WORK TO DO — Please retype the items from their first line up to and including the line with "x=378, y=161". Leave the pictures out of your answer.

MATERIAL PROVIDED —

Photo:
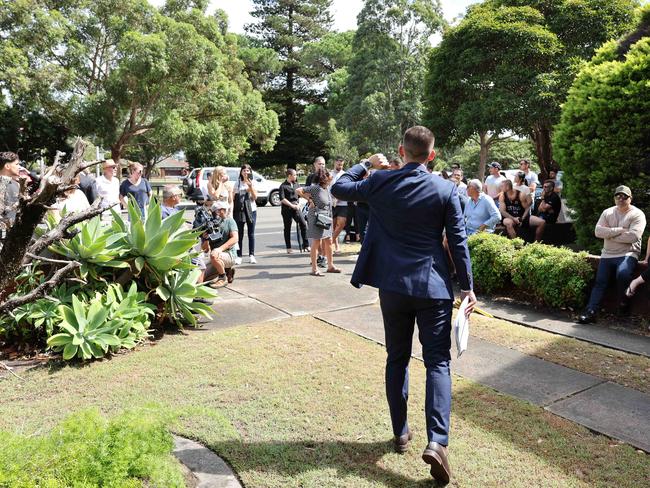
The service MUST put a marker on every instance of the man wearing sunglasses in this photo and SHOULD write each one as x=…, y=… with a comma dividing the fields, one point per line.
x=621, y=227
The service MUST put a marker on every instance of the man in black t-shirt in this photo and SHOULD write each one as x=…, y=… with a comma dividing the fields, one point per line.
x=319, y=163
x=291, y=211
x=546, y=210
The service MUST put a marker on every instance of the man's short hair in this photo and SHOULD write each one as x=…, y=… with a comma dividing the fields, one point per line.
x=418, y=141
x=171, y=191
x=6, y=158
x=476, y=183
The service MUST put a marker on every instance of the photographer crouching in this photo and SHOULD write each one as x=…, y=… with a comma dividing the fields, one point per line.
x=219, y=239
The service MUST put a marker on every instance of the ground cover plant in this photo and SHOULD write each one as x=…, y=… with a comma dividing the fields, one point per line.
x=132, y=449
x=300, y=403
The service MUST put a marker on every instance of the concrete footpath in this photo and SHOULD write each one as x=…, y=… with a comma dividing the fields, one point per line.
x=280, y=286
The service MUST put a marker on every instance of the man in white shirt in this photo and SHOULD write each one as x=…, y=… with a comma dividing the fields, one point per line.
x=531, y=178
x=107, y=185
x=492, y=185
x=621, y=227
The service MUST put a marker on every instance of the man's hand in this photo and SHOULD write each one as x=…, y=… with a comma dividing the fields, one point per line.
x=471, y=303
x=378, y=161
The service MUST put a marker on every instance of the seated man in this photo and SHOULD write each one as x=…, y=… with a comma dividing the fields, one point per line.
x=621, y=227
x=171, y=198
x=513, y=206
x=546, y=210
x=220, y=239
x=481, y=213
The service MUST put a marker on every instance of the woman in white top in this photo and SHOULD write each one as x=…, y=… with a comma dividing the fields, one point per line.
x=521, y=185
x=245, y=210
x=219, y=189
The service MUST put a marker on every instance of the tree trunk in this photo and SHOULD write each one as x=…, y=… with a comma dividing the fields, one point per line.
x=483, y=153
x=541, y=135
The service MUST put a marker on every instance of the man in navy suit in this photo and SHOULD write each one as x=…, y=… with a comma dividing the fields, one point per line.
x=403, y=256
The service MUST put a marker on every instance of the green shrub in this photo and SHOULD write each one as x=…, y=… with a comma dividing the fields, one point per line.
x=603, y=139
x=558, y=277
x=492, y=260
x=87, y=450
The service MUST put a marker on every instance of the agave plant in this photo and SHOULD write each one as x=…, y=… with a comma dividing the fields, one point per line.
x=105, y=323
x=95, y=246
x=179, y=291
x=155, y=245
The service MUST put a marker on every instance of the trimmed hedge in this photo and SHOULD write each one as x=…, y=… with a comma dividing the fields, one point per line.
x=492, y=260
x=557, y=277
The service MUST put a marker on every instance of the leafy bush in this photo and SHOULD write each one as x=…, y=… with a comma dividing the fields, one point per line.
x=103, y=323
x=603, y=139
x=492, y=260
x=87, y=450
x=558, y=277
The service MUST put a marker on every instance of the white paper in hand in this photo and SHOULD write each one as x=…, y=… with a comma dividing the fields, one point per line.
x=461, y=328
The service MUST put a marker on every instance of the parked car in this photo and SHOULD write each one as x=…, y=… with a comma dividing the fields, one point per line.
x=195, y=185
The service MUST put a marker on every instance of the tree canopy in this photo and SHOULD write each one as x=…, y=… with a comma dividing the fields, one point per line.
x=508, y=65
x=130, y=75
x=286, y=27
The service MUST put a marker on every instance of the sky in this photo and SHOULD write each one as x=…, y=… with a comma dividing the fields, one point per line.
x=344, y=11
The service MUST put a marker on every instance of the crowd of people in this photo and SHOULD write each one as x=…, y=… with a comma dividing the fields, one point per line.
x=403, y=215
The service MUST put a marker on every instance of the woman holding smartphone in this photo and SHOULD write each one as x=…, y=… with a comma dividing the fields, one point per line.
x=245, y=210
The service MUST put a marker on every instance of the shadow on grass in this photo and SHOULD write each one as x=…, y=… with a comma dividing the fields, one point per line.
x=292, y=459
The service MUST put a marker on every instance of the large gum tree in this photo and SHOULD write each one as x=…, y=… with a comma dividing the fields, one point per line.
x=126, y=74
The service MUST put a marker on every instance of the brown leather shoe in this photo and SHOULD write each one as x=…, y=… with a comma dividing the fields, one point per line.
x=230, y=274
x=436, y=456
x=401, y=442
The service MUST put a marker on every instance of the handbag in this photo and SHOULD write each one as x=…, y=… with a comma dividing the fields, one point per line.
x=323, y=220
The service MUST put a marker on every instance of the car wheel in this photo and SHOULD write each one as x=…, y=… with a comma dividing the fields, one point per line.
x=275, y=198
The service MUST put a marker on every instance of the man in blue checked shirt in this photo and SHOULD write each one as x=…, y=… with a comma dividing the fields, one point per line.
x=481, y=214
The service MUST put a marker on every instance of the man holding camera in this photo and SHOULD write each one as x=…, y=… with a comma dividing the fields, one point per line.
x=220, y=239
x=402, y=255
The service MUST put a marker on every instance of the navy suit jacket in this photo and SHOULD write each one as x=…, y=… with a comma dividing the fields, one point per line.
x=402, y=251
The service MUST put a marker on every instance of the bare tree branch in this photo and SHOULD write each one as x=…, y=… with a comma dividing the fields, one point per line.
x=61, y=230
x=40, y=290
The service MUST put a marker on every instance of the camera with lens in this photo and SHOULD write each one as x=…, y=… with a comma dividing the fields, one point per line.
x=209, y=223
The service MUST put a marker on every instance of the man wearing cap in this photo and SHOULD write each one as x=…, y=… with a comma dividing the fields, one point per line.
x=107, y=186
x=621, y=227
x=493, y=182
x=481, y=213
x=171, y=198
x=224, y=250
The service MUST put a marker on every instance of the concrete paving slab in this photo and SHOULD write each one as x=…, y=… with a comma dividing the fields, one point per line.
x=210, y=470
x=529, y=378
x=557, y=324
x=503, y=369
x=240, y=311
x=284, y=280
x=612, y=409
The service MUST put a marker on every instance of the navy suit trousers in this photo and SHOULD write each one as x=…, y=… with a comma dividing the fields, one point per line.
x=434, y=325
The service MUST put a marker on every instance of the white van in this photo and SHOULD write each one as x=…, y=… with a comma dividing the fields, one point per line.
x=195, y=185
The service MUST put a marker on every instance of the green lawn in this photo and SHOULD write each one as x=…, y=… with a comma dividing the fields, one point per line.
x=300, y=403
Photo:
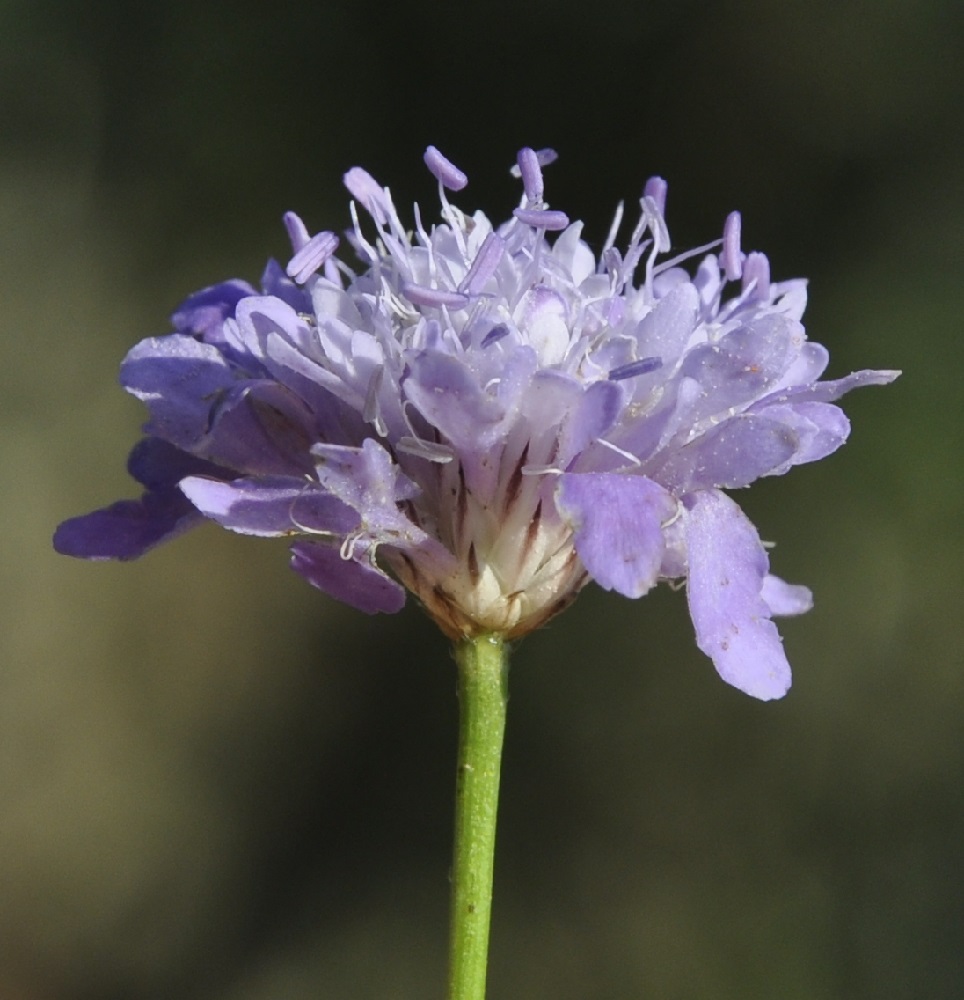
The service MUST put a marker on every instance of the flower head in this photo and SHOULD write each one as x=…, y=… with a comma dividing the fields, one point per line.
x=490, y=416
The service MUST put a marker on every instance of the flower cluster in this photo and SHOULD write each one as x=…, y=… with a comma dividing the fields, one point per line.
x=490, y=416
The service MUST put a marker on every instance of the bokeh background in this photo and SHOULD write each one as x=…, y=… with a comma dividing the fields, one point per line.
x=216, y=783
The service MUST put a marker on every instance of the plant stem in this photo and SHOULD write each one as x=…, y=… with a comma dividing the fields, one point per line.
x=483, y=668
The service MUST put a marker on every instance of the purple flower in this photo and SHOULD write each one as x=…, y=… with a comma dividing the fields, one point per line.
x=491, y=417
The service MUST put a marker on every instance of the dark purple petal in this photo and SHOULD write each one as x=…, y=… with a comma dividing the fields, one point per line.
x=618, y=525
x=204, y=312
x=353, y=581
x=270, y=506
x=179, y=379
x=128, y=528
x=367, y=480
x=727, y=569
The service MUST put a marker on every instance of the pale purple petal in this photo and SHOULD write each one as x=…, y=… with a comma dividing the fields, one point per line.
x=821, y=428
x=731, y=455
x=784, y=598
x=205, y=311
x=354, y=581
x=270, y=506
x=618, y=524
x=179, y=379
x=727, y=569
x=444, y=170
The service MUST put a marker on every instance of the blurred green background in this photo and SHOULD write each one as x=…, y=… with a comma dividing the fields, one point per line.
x=216, y=783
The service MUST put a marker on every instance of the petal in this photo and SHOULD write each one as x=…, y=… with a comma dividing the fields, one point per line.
x=745, y=364
x=727, y=569
x=159, y=465
x=731, y=455
x=368, y=481
x=355, y=580
x=205, y=311
x=179, y=379
x=820, y=427
x=827, y=392
x=618, y=524
x=784, y=598
x=270, y=506
x=447, y=393
x=128, y=528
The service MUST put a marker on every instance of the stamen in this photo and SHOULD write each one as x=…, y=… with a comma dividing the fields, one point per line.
x=629, y=456
x=297, y=231
x=484, y=266
x=311, y=256
x=494, y=335
x=366, y=190
x=542, y=218
x=633, y=368
x=370, y=413
x=531, y=174
x=613, y=230
x=731, y=258
x=656, y=188
x=756, y=276
x=657, y=224
x=419, y=295
x=444, y=171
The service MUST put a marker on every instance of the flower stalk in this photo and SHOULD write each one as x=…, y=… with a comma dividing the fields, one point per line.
x=483, y=673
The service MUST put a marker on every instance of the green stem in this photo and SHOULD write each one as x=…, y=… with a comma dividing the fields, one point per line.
x=483, y=665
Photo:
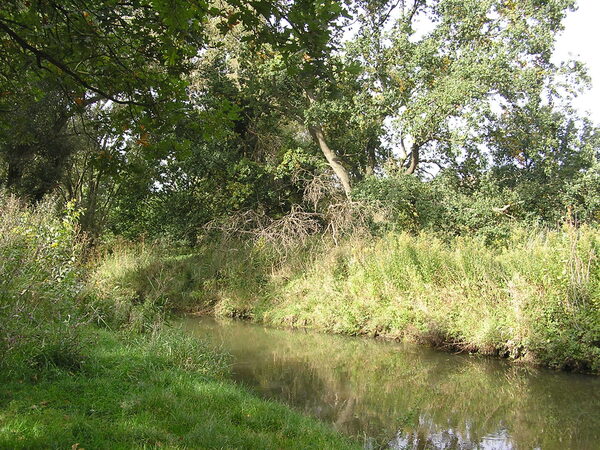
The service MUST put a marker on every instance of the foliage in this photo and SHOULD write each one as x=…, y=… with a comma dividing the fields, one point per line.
x=39, y=285
x=166, y=390
x=534, y=299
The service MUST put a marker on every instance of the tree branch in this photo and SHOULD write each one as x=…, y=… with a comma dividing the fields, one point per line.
x=42, y=55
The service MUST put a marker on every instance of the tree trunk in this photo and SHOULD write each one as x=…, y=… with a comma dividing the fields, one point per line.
x=414, y=160
x=316, y=131
x=332, y=158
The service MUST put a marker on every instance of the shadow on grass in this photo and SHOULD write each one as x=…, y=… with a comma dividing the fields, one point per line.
x=128, y=397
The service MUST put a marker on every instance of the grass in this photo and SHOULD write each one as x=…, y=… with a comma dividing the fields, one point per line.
x=144, y=394
x=134, y=383
x=535, y=299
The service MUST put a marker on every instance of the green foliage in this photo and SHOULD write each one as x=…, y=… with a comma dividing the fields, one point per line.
x=40, y=282
x=535, y=298
x=163, y=390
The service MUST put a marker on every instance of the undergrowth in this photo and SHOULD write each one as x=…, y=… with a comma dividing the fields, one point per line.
x=536, y=298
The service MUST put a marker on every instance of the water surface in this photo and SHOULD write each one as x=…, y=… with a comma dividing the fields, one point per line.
x=394, y=395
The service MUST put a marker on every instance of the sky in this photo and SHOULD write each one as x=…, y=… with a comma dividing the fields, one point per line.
x=581, y=40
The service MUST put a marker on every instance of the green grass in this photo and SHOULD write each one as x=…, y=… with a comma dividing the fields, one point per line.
x=149, y=392
x=536, y=298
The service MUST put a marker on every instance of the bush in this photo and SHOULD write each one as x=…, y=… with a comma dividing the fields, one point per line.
x=40, y=281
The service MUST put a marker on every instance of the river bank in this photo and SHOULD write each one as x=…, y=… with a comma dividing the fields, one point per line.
x=75, y=375
x=399, y=395
x=535, y=299
x=163, y=391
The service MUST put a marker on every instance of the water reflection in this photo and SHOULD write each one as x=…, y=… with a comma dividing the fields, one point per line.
x=403, y=396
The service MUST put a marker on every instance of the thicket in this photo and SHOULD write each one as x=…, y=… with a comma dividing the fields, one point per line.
x=78, y=368
x=535, y=298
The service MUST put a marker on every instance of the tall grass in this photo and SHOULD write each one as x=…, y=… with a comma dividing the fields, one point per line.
x=536, y=298
x=40, y=283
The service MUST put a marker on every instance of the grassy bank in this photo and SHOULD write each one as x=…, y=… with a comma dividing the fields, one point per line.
x=78, y=370
x=149, y=392
x=535, y=299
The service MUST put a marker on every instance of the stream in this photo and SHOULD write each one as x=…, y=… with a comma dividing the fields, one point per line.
x=405, y=396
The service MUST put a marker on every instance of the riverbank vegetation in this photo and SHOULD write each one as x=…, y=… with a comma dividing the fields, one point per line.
x=74, y=376
x=319, y=164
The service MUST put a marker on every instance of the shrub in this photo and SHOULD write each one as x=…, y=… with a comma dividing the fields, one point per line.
x=40, y=281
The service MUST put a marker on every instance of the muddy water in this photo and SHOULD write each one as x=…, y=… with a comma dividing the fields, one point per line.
x=394, y=395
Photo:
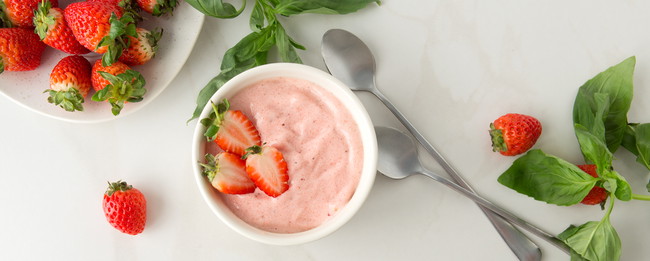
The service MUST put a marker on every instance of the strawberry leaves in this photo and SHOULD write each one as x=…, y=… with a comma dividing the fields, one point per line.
x=267, y=32
x=124, y=87
x=601, y=127
x=117, y=39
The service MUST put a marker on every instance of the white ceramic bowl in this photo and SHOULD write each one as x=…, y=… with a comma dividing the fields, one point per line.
x=347, y=98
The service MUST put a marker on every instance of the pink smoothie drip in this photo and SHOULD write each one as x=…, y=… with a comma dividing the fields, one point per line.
x=321, y=145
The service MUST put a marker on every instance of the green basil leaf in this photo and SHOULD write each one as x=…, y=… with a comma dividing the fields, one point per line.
x=617, y=82
x=642, y=139
x=257, y=17
x=594, y=149
x=548, y=178
x=593, y=240
x=293, y=7
x=217, y=8
x=249, y=52
x=286, y=48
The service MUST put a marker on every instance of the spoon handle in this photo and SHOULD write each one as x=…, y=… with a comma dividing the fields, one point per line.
x=498, y=210
x=520, y=245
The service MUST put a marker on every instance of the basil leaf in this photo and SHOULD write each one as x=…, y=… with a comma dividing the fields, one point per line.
x=286, y=48
x=249, y=52
x=594, y=149
x=593, y=240
x=216, y=8
x=642, y=139
x=617, y=82
x=293, y=7
x=257, y=17
x=548, y=178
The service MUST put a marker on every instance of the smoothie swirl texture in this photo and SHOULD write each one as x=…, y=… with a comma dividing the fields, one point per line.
x=321, y=144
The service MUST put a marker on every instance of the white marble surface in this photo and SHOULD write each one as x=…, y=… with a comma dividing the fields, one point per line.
x=450, y=66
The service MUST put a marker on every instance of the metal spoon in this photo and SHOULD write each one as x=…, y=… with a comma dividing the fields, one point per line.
x=398, y=159
x=350, y=60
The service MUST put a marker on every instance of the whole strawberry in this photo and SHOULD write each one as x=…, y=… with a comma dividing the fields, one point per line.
x=125, y=208
x=19, y=13
x=100, y=27
x=20, y=49
x=597, y=195
x=117, y=84
x=158, y=7
x=142, y=48
x=54, y=30
x=70, y=83
x=513, y=134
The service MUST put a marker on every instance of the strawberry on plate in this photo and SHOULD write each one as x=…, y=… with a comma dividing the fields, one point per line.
x=230, y=129
x=227, y=173
x=158, y=7
x=54, y=31
x=513, y=134
x=20, y=49
x=100, y=27
x=19, y=13
x=118, y=84
x=125, y=208
x=265, y=165
x=597, y=195
x=142, y=48
x=70, y=83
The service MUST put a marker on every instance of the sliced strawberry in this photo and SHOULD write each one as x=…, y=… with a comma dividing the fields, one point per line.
x=227, y=173
x=266, y=167
x=231, y=129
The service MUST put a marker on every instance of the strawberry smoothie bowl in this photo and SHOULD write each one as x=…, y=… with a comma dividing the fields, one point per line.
x=284, y=154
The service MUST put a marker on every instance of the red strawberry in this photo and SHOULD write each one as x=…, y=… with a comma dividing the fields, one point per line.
x=19, y=13
x=70, y=83
x=54, y=31
x=157, y=7
x=597, y=195
x=100, y=27
x=118, y=84
x=266, y=167
x=20, y=49
x=227, y=173
x=142, y=48
x=125, y=208
x=513, y=134
x=230, y=129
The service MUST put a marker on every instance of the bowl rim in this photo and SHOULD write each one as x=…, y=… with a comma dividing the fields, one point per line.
x=358, y=113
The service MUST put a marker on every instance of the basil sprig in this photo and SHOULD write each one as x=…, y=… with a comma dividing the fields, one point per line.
x=267, y=32
x=601, y=127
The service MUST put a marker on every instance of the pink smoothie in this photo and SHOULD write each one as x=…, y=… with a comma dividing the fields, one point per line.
x=321, y=145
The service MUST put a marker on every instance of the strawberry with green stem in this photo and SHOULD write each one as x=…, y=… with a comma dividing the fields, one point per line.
x=158, y=7
x=267, y=168
x=230, y=129
x=117, y=84
x=51, y=27
x=513, y=134
x=227, y=173
x=101, y=27
x=19, y=13
x=141, y=48
x=20, y=49
x=125, y=208
x=70, y=83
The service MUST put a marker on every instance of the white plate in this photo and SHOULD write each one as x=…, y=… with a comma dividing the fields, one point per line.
x=180, y=33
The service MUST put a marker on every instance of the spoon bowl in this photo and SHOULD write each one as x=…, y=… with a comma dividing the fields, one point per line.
x=350, y=60
x=398, y=159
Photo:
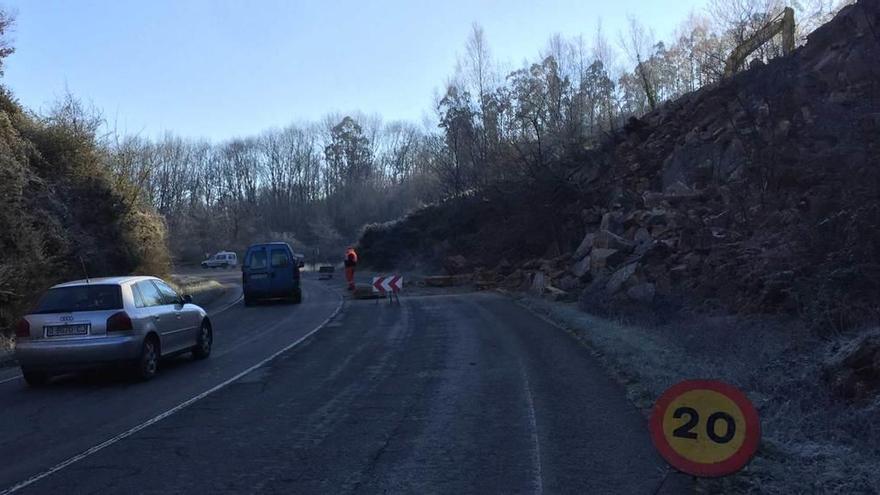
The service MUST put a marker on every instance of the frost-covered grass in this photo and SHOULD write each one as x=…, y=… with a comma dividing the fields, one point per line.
x=811, y=443
x=203, y=291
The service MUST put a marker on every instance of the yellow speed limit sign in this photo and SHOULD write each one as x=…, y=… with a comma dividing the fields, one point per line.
x=705, y=428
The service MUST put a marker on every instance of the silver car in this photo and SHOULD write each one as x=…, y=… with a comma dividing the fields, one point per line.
x=92, y=323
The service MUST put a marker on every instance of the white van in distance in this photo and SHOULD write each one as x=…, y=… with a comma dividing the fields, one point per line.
x=223, y=259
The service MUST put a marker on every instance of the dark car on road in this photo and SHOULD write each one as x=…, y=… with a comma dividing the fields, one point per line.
x=270, y=271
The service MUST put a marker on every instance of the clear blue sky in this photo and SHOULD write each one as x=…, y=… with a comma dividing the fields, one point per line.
x=224, y=68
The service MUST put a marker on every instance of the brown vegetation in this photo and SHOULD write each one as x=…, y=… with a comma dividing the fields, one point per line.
x=756, y=194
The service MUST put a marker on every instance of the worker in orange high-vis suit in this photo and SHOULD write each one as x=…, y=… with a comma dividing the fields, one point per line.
x=350, y=264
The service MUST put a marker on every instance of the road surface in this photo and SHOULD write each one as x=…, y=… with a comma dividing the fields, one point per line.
x=463, y=393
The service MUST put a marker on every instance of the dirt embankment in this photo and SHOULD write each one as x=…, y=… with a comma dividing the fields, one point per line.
x=62, y=214
x=757, y=195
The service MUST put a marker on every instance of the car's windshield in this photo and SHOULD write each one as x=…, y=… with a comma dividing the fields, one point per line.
x=80, y=298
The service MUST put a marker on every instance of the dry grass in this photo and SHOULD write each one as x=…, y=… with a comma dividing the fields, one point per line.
x=812, y=442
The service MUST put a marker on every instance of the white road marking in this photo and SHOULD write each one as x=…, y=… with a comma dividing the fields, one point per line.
x=224, y=308
x=160, y=417
x=533, y=425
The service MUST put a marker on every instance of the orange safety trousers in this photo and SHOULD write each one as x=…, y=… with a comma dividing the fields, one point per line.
x=349, y=275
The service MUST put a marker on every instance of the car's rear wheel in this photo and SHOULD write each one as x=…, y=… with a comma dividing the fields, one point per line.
x=35, y=378
x=204, y=342
x=147, y=364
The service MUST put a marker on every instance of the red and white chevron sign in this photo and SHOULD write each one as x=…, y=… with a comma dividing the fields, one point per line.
x=391, y=283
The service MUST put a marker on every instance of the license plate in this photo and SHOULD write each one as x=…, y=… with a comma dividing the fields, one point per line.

FINAL RESULT —
Photo:
The service MUST put a marker on every instance of the man wearing sunglasses in this photo and SHOULD write each one as x=…, y=… with a comma dividing the fields, one point per line.
x=621, y=227
The service MUST put a marker on every instance of the man in black t-shirt in this photo and SHOULD write each one as x=…, y=… with a comma dividing the fields, one point per line.
x=319, y=163
x=291, y=211
x=546, y=210
The service MUST put a marker on every instance of the man's short hair in this photo and SHOULD write each one as x=…, y=… with a comma dividing the fields, one point per line.
x=418, y=141
x=171, y=191
x=6, y=158
x=476, y=183
The service MUST put a marker on every instance of the photographer crouching in this photo and SHOULD write each one as x=…, y=… with a comma dividing the fields, one point per line.
x=219, y=239
The service MUST put a marker on every instance of the ground cover plant in this photo and SHOULD write each one as x=…, y=… with a comma dividing the fields, one point per line.
x=132, y=449
x=300, y=403
The service MUST put a marker on every instance of the concrete footpath in this photo and SHOULD write each one as x=…, y=… with a comma dividing the fields, one point per line.
x=280, y=286
The service MUST put a marker on every instance of the man in white shirt in this photo and SHOULD write each one as x=…, y=… with a comma dividing the fields, one point per line.
x=531, y=178
x=107, y=185
x=492, y=185
x=621, y=227
The service MUST put a marker on every instance of the man's hand in this photo and SHOULD write each one as x=…, y=… with a comma dividing the fields, one point per line.
x=471, y=303
x=378, y=161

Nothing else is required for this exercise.